Task instructions:
Count the lines in the items below that contain the string "dense". Matching is case-sensitive. Output only the resulting number.

>> start

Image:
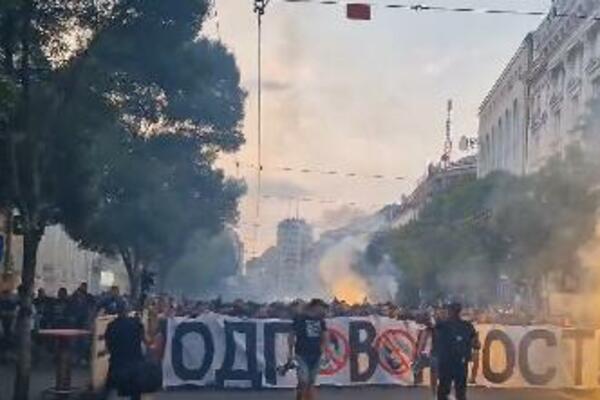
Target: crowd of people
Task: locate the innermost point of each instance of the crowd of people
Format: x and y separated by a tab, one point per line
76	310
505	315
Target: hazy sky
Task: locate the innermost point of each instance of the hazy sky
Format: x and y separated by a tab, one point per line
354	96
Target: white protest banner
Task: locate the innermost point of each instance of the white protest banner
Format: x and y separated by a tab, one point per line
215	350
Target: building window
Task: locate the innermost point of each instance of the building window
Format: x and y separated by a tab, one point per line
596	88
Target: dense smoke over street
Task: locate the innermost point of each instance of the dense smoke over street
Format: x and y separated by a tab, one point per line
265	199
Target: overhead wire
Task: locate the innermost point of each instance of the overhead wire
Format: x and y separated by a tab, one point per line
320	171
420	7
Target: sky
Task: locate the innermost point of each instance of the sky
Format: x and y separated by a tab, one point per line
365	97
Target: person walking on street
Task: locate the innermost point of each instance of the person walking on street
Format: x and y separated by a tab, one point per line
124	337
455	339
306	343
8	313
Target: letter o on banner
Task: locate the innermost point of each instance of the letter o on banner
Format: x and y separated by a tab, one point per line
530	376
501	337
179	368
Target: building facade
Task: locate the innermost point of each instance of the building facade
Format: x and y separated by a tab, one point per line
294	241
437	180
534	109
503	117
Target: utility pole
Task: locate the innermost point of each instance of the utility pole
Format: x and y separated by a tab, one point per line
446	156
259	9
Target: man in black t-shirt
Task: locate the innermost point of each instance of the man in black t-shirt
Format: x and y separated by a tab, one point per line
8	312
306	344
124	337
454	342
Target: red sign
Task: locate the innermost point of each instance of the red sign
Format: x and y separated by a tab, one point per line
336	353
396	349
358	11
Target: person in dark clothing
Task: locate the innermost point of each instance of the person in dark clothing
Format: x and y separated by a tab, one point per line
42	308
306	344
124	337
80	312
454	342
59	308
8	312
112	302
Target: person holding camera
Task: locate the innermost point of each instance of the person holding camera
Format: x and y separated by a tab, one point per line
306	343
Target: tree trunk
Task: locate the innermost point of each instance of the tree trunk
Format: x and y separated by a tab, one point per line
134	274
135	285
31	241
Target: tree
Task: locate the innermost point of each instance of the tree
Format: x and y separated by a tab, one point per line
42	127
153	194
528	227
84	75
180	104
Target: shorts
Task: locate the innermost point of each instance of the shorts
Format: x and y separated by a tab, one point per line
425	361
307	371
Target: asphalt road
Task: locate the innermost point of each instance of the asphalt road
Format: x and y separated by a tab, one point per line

>> end
>> start

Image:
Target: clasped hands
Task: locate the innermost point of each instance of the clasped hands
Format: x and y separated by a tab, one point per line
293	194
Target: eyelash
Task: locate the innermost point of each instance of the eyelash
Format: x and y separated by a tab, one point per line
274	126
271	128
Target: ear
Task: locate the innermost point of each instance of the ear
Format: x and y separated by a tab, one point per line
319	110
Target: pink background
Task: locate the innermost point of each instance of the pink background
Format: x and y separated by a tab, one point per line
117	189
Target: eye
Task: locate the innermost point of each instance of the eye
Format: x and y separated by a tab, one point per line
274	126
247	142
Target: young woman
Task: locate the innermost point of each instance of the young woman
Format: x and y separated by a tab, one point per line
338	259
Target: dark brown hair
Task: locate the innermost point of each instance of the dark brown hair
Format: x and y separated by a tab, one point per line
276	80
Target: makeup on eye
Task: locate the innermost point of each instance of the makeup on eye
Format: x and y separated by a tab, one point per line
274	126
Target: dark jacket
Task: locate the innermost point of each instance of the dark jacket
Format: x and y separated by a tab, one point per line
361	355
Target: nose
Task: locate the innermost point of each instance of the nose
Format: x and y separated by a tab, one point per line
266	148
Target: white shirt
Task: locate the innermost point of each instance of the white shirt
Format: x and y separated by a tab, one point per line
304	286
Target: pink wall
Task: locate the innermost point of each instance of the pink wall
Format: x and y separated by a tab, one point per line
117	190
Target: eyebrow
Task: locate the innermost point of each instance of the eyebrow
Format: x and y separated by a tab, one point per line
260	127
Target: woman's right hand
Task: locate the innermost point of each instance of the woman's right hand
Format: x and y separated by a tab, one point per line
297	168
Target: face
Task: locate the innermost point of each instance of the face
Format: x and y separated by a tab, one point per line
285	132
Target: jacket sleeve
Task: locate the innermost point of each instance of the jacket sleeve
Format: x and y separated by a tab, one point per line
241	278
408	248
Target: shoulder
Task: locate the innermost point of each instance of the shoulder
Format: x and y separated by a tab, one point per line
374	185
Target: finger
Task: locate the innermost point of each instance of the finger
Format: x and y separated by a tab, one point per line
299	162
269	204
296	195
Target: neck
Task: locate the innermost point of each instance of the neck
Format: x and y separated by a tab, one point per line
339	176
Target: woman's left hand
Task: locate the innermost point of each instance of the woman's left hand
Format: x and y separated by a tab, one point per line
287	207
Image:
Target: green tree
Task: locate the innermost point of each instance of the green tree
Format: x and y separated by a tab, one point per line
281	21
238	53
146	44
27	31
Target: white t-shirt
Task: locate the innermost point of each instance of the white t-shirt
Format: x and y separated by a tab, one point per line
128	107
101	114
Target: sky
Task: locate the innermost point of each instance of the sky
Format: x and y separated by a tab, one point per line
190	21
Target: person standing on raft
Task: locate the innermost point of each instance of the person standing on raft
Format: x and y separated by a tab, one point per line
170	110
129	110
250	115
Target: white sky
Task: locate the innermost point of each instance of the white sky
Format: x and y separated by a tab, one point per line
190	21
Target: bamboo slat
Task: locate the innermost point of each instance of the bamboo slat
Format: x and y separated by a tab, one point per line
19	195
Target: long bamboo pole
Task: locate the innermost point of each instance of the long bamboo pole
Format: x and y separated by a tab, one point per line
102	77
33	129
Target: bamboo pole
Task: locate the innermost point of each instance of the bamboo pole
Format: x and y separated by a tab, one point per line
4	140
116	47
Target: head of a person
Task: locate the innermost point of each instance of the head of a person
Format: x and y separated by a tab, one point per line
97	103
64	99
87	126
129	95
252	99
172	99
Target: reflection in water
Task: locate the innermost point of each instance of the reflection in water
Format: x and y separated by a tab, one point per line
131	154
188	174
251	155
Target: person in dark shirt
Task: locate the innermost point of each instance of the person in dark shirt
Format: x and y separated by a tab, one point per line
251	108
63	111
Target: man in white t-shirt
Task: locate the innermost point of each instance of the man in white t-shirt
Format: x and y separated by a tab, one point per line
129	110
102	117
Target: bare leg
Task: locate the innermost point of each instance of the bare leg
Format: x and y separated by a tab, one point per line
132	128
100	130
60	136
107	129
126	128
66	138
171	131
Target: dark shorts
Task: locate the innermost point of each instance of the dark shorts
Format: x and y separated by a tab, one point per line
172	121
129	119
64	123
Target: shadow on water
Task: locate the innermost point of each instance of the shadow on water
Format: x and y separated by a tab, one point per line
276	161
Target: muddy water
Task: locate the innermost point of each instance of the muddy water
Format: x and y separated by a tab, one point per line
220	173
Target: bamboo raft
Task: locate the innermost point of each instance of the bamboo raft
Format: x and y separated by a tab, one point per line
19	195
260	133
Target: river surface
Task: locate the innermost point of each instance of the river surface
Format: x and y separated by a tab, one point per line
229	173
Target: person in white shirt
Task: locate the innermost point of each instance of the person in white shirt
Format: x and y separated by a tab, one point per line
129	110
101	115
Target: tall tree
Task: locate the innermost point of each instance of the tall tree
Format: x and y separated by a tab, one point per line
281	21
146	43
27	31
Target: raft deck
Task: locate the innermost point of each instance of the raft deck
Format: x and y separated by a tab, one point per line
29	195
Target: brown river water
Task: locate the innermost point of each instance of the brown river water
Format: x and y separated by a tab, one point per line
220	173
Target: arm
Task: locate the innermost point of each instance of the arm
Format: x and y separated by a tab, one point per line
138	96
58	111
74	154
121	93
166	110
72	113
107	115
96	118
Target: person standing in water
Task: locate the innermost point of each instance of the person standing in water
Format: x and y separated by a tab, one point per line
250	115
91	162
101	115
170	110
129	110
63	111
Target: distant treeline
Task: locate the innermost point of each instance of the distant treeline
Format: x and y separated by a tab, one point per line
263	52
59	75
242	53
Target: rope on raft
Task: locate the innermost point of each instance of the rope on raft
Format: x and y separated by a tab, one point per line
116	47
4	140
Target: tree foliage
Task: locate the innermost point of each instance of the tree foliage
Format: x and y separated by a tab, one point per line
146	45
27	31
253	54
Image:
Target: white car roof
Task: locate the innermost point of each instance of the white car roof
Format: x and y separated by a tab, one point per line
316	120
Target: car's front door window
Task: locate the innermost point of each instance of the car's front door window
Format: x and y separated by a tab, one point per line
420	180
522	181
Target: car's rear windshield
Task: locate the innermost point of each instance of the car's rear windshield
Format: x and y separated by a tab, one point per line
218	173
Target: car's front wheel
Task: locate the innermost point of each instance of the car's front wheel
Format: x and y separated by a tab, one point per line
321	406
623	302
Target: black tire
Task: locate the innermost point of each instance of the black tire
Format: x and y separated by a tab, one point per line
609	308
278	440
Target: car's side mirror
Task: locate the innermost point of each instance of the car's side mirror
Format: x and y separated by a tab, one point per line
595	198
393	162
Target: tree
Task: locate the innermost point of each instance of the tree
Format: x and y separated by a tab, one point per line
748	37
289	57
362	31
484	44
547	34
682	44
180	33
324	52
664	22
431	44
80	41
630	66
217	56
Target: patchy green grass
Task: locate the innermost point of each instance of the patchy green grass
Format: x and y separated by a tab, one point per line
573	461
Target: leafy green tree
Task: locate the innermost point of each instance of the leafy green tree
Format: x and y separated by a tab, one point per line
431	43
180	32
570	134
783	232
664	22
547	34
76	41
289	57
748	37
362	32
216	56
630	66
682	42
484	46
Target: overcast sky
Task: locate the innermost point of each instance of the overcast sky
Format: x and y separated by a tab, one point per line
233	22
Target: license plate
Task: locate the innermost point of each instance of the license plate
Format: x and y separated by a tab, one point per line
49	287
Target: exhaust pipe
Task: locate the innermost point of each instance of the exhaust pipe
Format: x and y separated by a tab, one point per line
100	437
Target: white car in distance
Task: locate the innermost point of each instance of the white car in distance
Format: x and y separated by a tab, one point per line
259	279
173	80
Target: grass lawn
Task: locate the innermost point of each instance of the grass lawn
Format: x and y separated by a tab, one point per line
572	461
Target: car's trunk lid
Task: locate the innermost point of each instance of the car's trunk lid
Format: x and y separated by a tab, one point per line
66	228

>> end
>> start

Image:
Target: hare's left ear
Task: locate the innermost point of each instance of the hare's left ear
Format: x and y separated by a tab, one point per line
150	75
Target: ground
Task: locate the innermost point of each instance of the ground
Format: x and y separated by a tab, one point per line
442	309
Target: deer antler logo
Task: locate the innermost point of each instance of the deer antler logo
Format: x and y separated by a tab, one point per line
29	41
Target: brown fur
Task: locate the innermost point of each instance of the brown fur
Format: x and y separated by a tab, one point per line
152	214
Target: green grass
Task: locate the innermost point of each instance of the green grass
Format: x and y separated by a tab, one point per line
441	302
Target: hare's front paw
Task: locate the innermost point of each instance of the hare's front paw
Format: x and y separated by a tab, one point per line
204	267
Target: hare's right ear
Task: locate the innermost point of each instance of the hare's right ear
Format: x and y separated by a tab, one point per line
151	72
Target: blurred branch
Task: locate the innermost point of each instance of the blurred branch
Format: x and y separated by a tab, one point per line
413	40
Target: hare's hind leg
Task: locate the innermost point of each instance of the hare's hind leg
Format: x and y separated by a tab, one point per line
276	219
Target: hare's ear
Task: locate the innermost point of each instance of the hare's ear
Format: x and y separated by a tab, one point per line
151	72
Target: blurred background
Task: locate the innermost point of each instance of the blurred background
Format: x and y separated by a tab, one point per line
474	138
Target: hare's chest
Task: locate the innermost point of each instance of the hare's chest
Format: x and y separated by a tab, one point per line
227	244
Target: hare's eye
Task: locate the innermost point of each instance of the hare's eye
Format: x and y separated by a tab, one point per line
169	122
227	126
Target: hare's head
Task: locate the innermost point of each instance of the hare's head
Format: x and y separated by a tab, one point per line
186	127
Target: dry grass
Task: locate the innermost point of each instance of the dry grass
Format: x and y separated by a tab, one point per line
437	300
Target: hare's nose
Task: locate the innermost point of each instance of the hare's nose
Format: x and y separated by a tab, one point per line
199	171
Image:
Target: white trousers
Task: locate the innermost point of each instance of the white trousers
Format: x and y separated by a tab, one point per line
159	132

>> end

Exercise answer:
2